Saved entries
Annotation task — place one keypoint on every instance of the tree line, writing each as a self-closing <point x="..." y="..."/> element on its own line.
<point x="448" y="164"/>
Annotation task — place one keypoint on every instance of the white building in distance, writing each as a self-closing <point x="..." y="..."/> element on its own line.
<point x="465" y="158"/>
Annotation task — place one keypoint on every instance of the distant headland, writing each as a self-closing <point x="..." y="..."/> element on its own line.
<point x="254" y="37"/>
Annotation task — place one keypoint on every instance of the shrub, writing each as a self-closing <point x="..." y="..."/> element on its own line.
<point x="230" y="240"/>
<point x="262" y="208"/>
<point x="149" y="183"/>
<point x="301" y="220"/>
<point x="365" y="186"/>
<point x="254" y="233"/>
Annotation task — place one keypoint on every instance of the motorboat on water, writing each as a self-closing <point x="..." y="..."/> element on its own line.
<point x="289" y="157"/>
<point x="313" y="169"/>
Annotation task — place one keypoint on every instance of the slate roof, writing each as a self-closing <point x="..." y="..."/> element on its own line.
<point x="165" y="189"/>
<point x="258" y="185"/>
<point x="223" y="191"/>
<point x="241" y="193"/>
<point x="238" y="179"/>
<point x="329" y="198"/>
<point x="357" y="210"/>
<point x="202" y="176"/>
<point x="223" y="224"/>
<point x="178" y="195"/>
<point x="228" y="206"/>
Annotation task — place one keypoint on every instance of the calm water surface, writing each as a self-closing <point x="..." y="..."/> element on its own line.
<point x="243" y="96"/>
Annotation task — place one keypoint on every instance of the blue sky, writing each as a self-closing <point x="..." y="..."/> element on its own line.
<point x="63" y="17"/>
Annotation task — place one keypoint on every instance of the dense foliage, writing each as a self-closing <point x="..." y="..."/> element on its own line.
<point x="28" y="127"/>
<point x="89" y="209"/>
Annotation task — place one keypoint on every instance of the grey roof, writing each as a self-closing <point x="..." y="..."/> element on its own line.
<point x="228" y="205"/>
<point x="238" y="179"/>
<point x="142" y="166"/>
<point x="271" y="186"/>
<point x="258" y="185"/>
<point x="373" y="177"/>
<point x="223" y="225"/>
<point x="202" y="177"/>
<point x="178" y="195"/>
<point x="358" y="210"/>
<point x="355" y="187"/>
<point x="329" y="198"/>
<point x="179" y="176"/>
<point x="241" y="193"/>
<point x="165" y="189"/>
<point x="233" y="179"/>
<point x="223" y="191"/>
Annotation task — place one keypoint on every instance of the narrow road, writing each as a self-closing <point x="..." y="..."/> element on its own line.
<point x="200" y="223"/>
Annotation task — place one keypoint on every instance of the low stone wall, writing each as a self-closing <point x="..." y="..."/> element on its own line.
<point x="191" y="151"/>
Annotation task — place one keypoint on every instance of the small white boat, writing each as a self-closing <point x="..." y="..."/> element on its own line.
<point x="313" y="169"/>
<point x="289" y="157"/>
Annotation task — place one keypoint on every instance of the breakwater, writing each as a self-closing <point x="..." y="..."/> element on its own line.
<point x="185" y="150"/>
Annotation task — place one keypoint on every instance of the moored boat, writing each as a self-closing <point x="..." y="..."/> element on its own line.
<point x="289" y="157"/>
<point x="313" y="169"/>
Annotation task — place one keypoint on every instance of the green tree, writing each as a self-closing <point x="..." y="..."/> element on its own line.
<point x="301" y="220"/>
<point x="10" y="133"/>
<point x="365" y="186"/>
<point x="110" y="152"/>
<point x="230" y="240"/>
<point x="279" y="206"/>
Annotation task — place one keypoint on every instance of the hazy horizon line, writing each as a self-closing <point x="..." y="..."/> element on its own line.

— EXERCISE PROMPT —
Repeat only the stretch of lines that opens with the line containing "of the green" and closes with the final line of the entries, both included, exactly as written.

— SOLUTION TO THE EXERCISE —
Annotation task — place one keypoint on every instance of the green tree, writing each as a self-closing <point x="..." y="..."/> element on its own line.
<point x="301" y="220"/>
<point x="10" y="133"/>
<point x="365" y="186"/>
<point x="110" y="152"/>
<point x="230" y="240"/>
<point x="279" y="206"/>
Annotation task — place one keypoint on every instance of the hazy horizon line, writing each as a self-closing <point x="..." y="..."/> element on its own line.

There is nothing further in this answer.